** Begin Text shown **
How often do we hear “You should have been here – yesterday, last weekend or maybe next week” for reports on when the fish were/are biting?
That was the outcome of a Lake Ontario trolling run with successful charter captains and friends on Thursday morning.
The weather gods finally cooperated for this morning’s run. After bitter, and often hefty, northeast winds, the waters off Olcott Harbor appeared pond calm as Capt. Bob Cinelli piloted his 36-foot Tiara charter boat named White Mule out of the harbor and headed west to warmer waters set up off Four Mile Creek and Fort Niagara.
Greenish Niagara River outflow waters formed some promising surface currents as Karen and mate Roy Letcher set up a lines program that has effectively caught king salmon, steelhead trout and an assortment of other salmonids during a spring season that has been successful all along the Lake Ontario shoreline from Fort Niagara to well east of Oak Orchard Point in Orleans County.
Bill Hilts Jr. supplied food, snacks and fishery insights as Bob and Karen sought trolling directions and tooled the tackle to key in on fish scattered by recent winds and cold-water up-welling all along the shoreline shallows. With 70- and 80-degree days, much of the lake’s surface waters read in the 40-degree range for much of the near-surface waters that day.
** End Text shown **
Tasks to carry out
(1) Based on the Lake Ontario fishing report, decide whether each statement agrees with it. Answer yes or no for each and quote the deciding words.
(a) Capt. Bob Cinelli's charter boat is a 36-foot Tiara named White Mule.
(b) On leaving Olcott Harbor, the boat headed east.
(c) Bill Hilts Jr. piloted the boat out of the harbor.
(2) According to the Lake Ontario fishing report, what range did much of the lake's near-surface water temperatures read that day?
(3) Continue the Lake Ontario fishing report after its final sentence.
The material after this point is not needed.
** Begin Data excerpts **
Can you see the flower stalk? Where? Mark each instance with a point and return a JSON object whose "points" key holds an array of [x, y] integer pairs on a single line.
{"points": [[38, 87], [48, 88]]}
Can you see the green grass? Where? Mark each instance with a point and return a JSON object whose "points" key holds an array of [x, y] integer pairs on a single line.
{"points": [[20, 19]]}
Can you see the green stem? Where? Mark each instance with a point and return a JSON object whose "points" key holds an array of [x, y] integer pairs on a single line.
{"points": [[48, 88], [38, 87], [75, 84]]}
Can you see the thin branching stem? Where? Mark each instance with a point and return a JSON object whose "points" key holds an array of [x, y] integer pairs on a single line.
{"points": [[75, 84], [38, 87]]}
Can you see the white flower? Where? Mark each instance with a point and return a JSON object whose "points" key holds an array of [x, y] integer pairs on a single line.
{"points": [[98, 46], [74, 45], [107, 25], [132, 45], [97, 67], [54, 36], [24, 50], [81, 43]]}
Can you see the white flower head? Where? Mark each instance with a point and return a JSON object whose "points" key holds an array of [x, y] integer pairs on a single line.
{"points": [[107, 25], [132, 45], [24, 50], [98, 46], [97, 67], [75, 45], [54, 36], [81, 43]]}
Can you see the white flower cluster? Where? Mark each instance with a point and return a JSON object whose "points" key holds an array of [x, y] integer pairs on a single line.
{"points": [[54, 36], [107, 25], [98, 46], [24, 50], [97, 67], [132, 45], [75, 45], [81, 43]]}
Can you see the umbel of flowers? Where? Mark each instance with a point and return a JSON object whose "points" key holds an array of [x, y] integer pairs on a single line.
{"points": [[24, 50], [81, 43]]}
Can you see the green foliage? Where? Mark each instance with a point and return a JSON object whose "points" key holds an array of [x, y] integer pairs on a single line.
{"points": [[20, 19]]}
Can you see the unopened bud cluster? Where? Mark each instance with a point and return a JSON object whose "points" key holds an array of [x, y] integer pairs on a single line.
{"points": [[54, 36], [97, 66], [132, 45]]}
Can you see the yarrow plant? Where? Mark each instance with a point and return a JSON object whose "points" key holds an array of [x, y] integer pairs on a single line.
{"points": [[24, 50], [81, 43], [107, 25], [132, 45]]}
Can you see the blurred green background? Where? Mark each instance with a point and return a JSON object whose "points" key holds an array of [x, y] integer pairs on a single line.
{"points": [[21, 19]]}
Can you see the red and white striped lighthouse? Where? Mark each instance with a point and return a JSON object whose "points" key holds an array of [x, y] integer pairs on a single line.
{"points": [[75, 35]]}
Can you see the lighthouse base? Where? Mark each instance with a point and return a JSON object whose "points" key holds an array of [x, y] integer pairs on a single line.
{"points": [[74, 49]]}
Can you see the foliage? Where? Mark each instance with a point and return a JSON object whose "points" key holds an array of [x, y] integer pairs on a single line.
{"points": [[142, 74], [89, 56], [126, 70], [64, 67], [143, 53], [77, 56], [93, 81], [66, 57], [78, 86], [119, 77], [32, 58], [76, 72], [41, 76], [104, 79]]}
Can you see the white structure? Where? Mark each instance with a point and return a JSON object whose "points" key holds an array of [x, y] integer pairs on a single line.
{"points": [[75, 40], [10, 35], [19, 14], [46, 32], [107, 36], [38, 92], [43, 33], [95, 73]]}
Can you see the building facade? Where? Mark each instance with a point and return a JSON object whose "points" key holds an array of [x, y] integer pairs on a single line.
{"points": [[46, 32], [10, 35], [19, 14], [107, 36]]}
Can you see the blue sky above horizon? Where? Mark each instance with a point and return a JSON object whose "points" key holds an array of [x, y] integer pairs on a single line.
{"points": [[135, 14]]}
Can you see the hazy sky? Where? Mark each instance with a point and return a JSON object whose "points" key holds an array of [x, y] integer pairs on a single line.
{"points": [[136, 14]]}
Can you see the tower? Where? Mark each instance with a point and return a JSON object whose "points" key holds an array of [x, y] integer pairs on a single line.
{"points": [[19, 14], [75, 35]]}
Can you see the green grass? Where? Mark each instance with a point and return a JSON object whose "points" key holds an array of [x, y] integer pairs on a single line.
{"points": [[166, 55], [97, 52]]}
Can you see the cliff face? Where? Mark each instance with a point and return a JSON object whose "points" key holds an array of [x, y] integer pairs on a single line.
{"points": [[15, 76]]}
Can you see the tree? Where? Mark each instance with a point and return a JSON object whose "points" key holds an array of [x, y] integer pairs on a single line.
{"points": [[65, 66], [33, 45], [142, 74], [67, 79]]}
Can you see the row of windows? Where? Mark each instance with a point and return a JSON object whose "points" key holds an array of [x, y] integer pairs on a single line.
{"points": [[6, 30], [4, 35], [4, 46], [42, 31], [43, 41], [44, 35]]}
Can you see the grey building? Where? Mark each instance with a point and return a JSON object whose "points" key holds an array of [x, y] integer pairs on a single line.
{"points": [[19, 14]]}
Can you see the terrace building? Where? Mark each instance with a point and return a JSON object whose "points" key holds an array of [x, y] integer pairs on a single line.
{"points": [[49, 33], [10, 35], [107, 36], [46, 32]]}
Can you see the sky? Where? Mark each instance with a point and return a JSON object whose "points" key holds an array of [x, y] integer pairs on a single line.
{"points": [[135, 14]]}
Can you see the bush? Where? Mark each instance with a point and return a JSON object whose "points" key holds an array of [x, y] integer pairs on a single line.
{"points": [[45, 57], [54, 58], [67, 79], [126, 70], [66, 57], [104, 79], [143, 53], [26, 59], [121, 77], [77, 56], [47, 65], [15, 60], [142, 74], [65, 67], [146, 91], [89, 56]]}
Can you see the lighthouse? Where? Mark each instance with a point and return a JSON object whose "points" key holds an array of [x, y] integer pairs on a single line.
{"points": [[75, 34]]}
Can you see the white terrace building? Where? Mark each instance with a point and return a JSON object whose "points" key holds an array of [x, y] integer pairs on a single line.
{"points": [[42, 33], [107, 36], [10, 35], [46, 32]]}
** End Data excerpts **
Answers by task
(1)
(a) Yes: "his 36-foot Tiara charter boat named White Mule"
(b) No: "headed west to warmer waters set up off Four Mile Creek and Fort Niagara"
(c) No: "Capt. Bob Cinelli piloted his 36-foot Tiara charter boat" and "Bill Hilts Jr. supplied food, snacks and fishery insights"

(2) The 40-degree range.

(3)
The day before, the Cinellis pulled three nice steelies while trolling shallow rigs off Olcott. Earlier this season, charter captain Dan Dietzen, of Sea Cin Charters out of Dunkirk, set up at Wilson Harbor. During 10 booked trips, Dietzen pulled a limit of salmon each day. He is now back to Dunkirk and waiting for the scourge of northeast winds to subside.
But our Olcott trip to waters off the Niagara River just did not produce well that morning. At 8:03 a.m. Letcher reeled in a “shaker,” a yearling king salmon that probably made the 12-inch limit for that species. With hopes of a mature version of kings, he did not bring the fish aboard; he did not even hold it up for a photo session. Too bad. The only other hit came at 10:42 a.m. on a planer-board line that Karen had rigged up with a spoon pattern she designed and had hooked fish with earlier this season. That fish spit the hook.
Rigs included side planers, down rigs, copper and lead core lines, and Dipsy Divers. Spoons and flasher-and-fly terminal tackle were set up at depths from 14 to 69 feet. The sonar screen looked like something from an episode of Wicked Tuna. Fish showed occasionally; an odd suspended fish, rather than anything school-like, appeared on the sonar screen.
Bait schools were scarce, big-fish marks appeared at various levels of suspension and sometimes buried near bottom. “But that might not just be lakers,” Cinelli said of king salmon that cruise from about 20 feet below the surface to flat on the bottom at depths of less than 100 feet.
Working with and into currents, across and along scum lines (lanes of floating debris that sets up on the surface along current plumes), the presentations that day just went either unnoticed or passed upon from just after 7 a.m. to about 1 p.m. Other trollers seemed to endure the same fate.
This setback in the spectacular Ontario salmon bite began the previous Sunday. The Niagara Pro-Am Team Tournament, held out of Wilson and Olcott harbors last weekend, saw outstanding catch results on Saturday, but Hilts Jr., the tourney coordinator, canceled the Sunday competition at 7 a.m. due to small-craft warnings posted for the entire Ontario shoreline in New York State.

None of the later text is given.